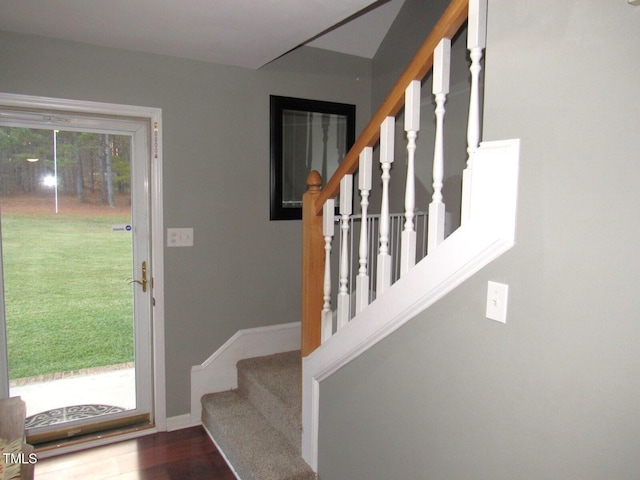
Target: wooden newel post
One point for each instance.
(312, 267)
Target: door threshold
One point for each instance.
(73, 439)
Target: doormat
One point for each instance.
(65, 414)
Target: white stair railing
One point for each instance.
(489, 192)
(366, 289)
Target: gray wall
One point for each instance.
(554, 393)
(243, 271)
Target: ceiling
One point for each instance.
(244, 33)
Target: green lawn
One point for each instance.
(67, 301)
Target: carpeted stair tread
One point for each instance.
(272, 384)
(256, 449)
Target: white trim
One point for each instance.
(233, 470)
(489, 233)
(98, 442)
(179, 422)
(218, 373)
(154, 116)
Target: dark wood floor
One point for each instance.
(187, 454)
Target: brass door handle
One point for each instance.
(142, 282)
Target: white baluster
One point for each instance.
(328, 226)
(364, 184)
(346, 200)
(476, 41)
(441, 68)
(387, 144)
(411, 126)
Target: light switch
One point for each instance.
(497, 296)
(179, 237)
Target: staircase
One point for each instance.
(258, 425)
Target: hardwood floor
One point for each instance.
(187, 454)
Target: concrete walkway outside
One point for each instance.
(113, 387)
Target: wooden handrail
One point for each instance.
(447, 26)
(312, 240)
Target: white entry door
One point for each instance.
(78, 271)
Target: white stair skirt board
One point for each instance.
(488, 233)
(218, 373)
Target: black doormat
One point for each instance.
(65, 414)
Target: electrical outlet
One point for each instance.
(497, 296)
(179, 237)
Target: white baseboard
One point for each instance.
(233, 470)
(179, 422)
(218, 373)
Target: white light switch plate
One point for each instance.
(497, 296)
(179, 237)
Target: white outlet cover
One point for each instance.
(180, 237)
(497, 299)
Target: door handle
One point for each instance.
(142, 282)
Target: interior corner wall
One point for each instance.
(243, 270)
(554, 393)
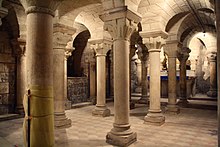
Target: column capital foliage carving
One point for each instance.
(100, 46)
(212, 56)
(154, 39)
(183, 54)
(120, 22)
(171, 48)
(40, 6)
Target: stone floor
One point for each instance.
(195, 126)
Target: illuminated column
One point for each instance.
(170, 49)
(121, 28)
(21, 76)
(212, 57)
(143, 55)
(154, 41)
(40, 69)
(101, 47)
(183, 55)
(3, 12)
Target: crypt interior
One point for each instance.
(98, 73)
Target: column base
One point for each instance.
(143, 100)
(61, 121)
(68, 105)
(102, 111)
(172, 109)
(20, 110)
(183, 102)
(121, 135)
(212, 93)
(154, 118)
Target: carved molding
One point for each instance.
(171, 48)
(101, 46)
(154, 39)
(121, 28)
(183, 54)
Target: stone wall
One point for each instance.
(7, 75)
(77, 90)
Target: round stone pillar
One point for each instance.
(101, 109)
(40, 75)
(154, 40)
(121, 28)
(60, 118)
(183, 56)
(172, 98)
(21, 77)
(213, 74)
(154, 116)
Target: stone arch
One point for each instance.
(74, 68)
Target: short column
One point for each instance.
(183, 55)
(121, 28)
(61, 121)
(154, 41)
(212, 57)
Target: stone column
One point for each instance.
(40, 69)
(68, 53)
(61, 36)
(183, 55)
(143, 55)
(118, 23)
(21, 76)
(3, 12)
(154, 42)
(170, 49)
(217, 12)
(92, 79)
(101, 47)
(212, 57)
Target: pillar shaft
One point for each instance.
(213, 75)
(154, 42)
(154, 55)
(40, 77)
(21, 78)
(59, 100)
(120, 28)
(101, 109)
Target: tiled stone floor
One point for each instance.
(191, 128)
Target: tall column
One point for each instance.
(61, 36)
(170, 49)
(143, 55)
(3, 12)
(217, 13)
(101, 48)
(212, 57)
(183, 55)
(68, 53)
(154, 41)
(40, 70)
(21, 76)
(118, 23)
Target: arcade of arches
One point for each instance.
(60, 53)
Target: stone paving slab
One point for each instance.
(191, 128)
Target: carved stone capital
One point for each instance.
(120, 22)
(154, 40)
(100, 46)
(61, 40)
(3, 12)
(171, 48)
(68, 52)
(212, 56)
(183, 54)
(35, 6)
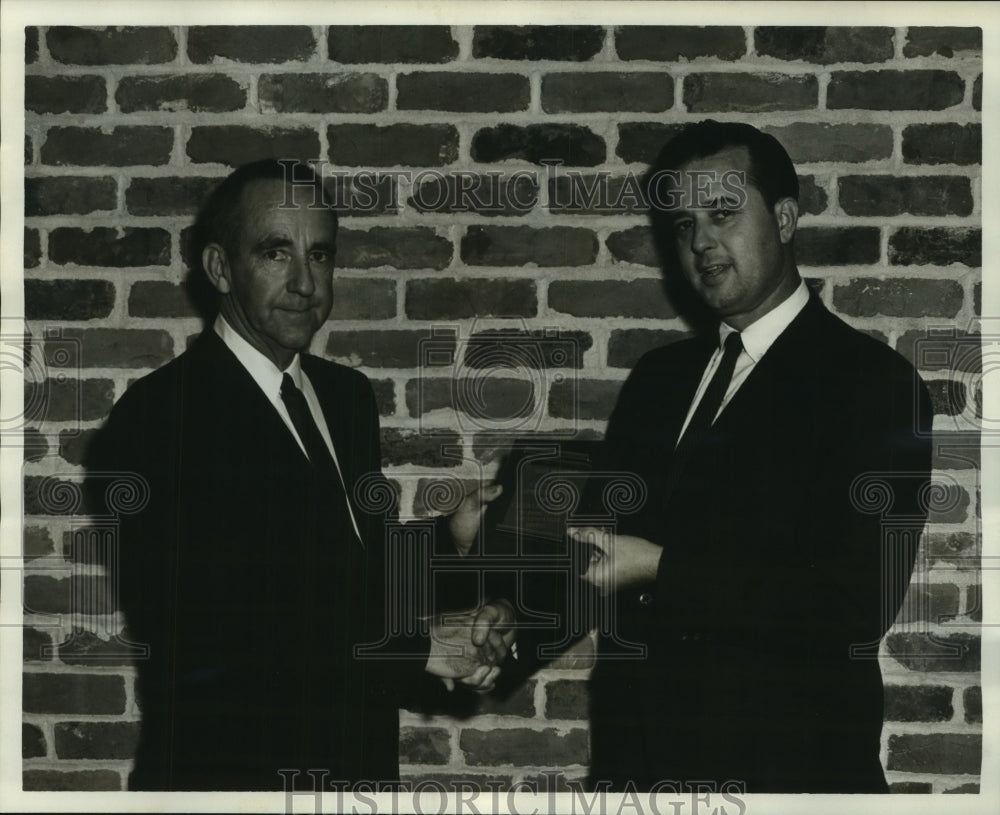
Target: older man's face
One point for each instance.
(733, 256)
(281, 270)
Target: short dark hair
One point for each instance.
(771, 169)
(219, 218)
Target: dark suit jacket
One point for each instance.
(248, 587)
(770, 572)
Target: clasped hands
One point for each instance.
(469, 646)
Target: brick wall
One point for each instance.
(128, 127)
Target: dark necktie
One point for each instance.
(711, 400)
(305, 426)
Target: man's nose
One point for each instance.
(702, 236)
(300, 278)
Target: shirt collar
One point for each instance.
(264, 372)
(761, 334)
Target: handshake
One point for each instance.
(469, 646)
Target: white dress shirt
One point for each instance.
(757, 338)
(268, 378)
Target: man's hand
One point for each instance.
(618, 561)
(470, 646)
(465, 521)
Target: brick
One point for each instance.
(386, 348)
(168, 195)
(44, 594)
(641, 142)
(30, 44)
(409, 447)
(249, 43)
(610, 298)
(935, 602)
(812, 197)
(489, 397)
(484, 194)
(71, 781)
(424, 745)
(71, 399)
(899, 297)
(122, 147)
(972, 700)
(925, 41)
(120, 45)
(107, 246)
(634, 245)
(823, 45)
(96, 739)
(87, 649)
(815, 141)
(37, 542)
(895, 195)
(935, 653)
(939, 246)
(957, 549)
(523, 747)
(385, 396)
(674, 42)
(392, 44)
(756, 93)
(573, 145)
(408, 145)
(235, 145)
(201, 93)
(322, 93)
(68, 299)
(568, 43)
(32, 248)
(363, 299)
(566, 699)
(911, 787)
(34, 645)
(948, 398)
(32, 741)
(73, 445)
(516, 349)
(461, 299)
(606, 91)
(894, 90)
(65, 94)
(158, 298)
(399, 247)
(69, 195)
(462, 92)
(522, 245)
(73, 693)
(583, 399)
(936, 752)
(34, 444)
(363, 193)
(837, 246)
(597, 194)
(627, 345)
(945, 143)
(123, 347)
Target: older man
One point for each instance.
(255, 573)
(759, 577)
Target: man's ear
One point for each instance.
(786, 212)
(216, 266)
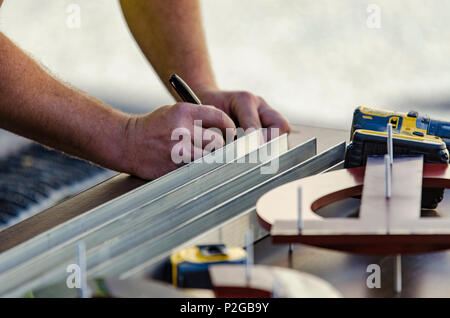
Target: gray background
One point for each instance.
(313, 60)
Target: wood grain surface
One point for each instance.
(123, 183)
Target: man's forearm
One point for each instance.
(36, 105)
(170, 34)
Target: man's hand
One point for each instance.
(249, 110)
(149, 144)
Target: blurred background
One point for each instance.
(314, 60)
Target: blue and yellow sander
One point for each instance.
(190, 266)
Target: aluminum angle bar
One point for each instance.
(204, 221)
(39, 266)
(126, 202)
(128, 221)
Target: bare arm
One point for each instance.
(171, 36)
(36, 105)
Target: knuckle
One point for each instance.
(246, 97)
(182, 108)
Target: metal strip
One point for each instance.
(142, 255)
(38, 267)
(134, 218)
(129, 201)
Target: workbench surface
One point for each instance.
(424, 275)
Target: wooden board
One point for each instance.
(231, 281)
(123, 183)
(278, 211)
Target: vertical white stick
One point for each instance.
(249, 249)
(398, 273)
(390, 144)
(299, 207)
(388, 178)
(220, 235)
(82, 263)
(276, 288)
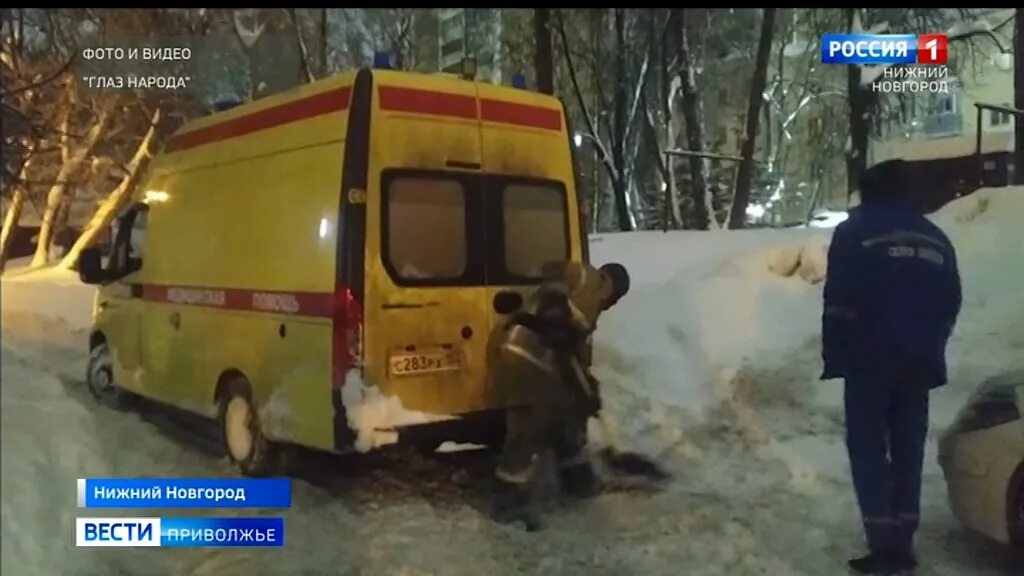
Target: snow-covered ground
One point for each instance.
(711, 363)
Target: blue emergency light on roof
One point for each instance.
(382, 60)
(224, 104)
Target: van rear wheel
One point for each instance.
(244, 441)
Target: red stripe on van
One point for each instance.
(309, 107)
(292, 303)
(396, 98)
(520, 114)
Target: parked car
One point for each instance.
(982, 457)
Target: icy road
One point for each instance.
(711, 364)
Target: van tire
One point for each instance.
(1015, 511)
(241, 433)
(99, 378)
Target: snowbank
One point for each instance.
(54, 292)
(702, 304)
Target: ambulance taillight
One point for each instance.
(347, 334)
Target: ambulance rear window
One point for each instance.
(426, 229)
(535, 228)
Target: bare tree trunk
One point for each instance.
(10, 222)
(13, 215)
(620, 120)
(737, 213)
(1019, 96)
(543, 55)
(693, 123)
(856, 153)
(71, 162)
(104, 214)
(305, 70)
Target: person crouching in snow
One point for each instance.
(891, 300)
(544, 347)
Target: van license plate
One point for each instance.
(415, 364)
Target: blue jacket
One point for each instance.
(891, 298)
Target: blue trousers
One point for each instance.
(886, 430)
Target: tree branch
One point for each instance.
(605, 157)
(47, 80)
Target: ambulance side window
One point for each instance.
(128, 234)
(425, 230)
(535, 228)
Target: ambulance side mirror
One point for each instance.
(90, 265)
(506, 302)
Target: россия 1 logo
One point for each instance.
(885, 48)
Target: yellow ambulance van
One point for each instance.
(318, 266)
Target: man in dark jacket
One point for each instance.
(543, 348)
(891, 300)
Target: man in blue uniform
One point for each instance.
(891, 301)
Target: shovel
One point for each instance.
(630, 463)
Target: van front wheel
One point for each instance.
(244, 440)
(99, 378)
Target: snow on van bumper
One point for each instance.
(375, 417)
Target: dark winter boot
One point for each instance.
(875, 563)
(580, 481)
(903, 561)
(513, 503)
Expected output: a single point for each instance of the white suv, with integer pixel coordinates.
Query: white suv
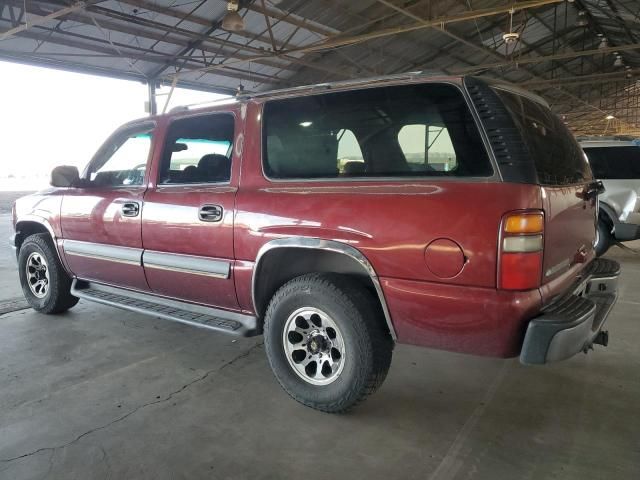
(616, 161)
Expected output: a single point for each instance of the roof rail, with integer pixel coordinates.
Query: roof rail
(317, 86)
(605, 138)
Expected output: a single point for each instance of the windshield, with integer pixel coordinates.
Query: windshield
(614, 162)
(558, 158)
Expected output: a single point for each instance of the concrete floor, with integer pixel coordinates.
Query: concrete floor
(102, 393)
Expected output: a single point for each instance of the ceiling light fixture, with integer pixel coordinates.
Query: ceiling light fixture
(618, 61)
(582, 19)
(232, 20)
(510, 37)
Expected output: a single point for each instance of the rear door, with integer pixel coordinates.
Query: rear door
(187, 227)
(564, 176)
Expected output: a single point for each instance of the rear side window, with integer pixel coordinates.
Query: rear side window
(614, 162)
(428, 145)
(400, 131)
(198, 150)
(558, 158)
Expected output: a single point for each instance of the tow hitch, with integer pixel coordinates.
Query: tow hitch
(602, 338)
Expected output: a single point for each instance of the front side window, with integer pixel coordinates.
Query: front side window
(122, 161)
(399, 131)
(198, 150)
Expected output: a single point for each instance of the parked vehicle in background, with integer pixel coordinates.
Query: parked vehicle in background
(337, 220)
(616, 161)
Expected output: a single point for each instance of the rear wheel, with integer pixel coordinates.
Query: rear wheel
(326, 341)
(604, 238)
(45, 284)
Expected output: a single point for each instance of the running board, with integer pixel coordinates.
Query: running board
(174, 310)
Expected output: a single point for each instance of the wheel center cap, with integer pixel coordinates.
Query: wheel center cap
(317, 344)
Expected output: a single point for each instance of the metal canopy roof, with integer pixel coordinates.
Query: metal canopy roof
(566, 51)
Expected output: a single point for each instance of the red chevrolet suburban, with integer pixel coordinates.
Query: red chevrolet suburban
(337, 220)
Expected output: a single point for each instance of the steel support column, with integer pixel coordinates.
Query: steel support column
(151, 89)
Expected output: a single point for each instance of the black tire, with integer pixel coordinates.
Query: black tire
(604, 239)
(365, 337)
(57, 298)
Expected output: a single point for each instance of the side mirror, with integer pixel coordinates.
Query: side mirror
(64, 176)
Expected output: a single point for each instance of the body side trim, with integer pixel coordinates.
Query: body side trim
(128, 255)
(326, 245)
(186, 264)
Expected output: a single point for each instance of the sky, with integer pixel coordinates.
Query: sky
(50, 117)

********************

# REQUIREMENT
A single number, please: the count of lines above that contain the string "plate".

# ANSWER TO THIS PROBLEM
2